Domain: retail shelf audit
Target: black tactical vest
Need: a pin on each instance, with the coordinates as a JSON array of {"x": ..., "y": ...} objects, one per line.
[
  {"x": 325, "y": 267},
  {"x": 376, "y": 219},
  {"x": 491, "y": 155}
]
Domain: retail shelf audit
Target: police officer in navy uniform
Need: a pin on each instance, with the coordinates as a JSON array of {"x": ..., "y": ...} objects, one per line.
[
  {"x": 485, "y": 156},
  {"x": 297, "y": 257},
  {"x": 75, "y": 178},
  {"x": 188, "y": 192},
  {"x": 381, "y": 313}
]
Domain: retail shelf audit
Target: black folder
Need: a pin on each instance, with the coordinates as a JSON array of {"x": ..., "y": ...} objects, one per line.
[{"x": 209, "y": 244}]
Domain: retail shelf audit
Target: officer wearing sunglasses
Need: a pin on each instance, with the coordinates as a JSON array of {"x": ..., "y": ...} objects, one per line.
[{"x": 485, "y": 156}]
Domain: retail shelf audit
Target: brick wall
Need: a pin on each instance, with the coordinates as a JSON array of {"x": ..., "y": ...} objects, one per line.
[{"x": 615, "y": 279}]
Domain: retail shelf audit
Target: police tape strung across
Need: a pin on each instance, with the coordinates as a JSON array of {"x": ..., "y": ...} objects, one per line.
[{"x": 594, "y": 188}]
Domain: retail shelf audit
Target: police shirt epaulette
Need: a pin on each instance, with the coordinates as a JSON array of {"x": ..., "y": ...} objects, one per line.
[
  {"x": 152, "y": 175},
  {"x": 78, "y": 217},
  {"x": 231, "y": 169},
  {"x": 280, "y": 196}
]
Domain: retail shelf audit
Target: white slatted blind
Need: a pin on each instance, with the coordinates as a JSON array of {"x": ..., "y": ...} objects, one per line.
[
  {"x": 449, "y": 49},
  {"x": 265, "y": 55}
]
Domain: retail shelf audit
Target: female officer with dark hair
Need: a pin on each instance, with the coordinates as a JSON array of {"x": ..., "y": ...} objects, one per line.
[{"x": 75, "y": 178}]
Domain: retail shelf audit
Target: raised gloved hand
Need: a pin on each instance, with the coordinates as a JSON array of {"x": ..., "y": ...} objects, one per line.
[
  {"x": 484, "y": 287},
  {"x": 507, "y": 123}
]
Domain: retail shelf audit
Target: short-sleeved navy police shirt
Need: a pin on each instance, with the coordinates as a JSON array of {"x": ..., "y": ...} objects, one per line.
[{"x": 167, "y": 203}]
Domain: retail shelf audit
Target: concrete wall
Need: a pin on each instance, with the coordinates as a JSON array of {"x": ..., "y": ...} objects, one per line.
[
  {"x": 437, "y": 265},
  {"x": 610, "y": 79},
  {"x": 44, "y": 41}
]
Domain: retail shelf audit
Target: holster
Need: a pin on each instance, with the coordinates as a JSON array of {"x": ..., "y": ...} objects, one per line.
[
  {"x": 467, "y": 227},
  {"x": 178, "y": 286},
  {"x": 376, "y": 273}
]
* * *
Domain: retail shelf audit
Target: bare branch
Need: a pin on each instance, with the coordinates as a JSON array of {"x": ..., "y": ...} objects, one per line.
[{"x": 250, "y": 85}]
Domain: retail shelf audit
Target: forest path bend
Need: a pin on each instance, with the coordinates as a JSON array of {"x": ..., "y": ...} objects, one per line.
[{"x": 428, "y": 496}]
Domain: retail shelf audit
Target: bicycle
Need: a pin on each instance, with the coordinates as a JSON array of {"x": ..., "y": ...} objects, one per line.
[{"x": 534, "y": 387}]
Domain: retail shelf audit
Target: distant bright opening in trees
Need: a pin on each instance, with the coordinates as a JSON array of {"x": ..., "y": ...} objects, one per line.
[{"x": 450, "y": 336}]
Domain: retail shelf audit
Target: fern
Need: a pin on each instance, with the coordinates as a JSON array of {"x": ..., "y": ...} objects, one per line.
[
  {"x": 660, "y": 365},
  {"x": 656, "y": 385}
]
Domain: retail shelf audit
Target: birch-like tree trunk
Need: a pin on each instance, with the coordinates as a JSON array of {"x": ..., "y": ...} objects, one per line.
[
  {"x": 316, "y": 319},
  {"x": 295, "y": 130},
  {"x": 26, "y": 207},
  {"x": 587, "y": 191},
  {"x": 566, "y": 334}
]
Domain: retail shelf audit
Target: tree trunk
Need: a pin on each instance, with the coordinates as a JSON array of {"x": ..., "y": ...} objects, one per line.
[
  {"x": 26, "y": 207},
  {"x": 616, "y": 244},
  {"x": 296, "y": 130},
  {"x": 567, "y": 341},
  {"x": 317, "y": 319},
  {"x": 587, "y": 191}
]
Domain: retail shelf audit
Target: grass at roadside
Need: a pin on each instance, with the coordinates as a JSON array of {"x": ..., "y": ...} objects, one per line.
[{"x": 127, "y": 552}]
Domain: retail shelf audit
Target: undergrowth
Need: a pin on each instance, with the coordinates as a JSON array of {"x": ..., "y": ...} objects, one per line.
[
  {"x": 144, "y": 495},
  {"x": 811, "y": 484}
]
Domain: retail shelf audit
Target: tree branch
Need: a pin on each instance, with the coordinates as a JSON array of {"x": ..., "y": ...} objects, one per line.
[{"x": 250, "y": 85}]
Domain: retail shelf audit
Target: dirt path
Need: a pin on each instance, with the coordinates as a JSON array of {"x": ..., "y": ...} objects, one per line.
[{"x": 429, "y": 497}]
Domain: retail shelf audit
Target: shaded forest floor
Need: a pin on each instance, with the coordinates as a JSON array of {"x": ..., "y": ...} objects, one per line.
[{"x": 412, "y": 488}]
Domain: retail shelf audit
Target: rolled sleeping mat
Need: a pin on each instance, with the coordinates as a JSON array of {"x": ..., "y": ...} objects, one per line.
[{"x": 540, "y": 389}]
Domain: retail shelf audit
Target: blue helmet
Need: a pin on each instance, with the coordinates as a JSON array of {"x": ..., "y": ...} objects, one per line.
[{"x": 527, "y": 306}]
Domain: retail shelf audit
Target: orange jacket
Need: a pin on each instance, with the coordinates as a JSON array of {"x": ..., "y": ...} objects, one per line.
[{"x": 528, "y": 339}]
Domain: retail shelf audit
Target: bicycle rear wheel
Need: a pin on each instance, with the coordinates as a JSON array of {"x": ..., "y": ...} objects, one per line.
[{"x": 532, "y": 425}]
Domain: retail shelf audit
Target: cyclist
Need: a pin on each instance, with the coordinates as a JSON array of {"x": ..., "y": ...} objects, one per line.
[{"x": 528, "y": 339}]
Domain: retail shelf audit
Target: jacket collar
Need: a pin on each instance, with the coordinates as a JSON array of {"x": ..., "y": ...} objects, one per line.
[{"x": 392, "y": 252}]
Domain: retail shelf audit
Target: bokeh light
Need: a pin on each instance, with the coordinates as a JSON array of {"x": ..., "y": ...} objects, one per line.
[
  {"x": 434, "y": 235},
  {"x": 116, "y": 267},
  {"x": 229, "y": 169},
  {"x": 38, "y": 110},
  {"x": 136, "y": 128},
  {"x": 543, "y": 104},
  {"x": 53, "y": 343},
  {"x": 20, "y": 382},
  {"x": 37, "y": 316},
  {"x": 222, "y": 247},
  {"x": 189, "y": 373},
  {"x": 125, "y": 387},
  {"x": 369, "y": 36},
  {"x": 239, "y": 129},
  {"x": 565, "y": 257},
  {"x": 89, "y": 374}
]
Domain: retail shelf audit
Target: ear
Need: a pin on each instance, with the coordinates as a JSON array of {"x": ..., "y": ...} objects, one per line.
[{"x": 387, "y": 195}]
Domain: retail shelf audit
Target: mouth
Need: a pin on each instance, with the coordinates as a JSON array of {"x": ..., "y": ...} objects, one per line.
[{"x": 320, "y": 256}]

= Problem description =
Pick out every line of the entries that contains the string "black", matching case exactly.

= Written reply =
Target: black tactical vest
Target: black folder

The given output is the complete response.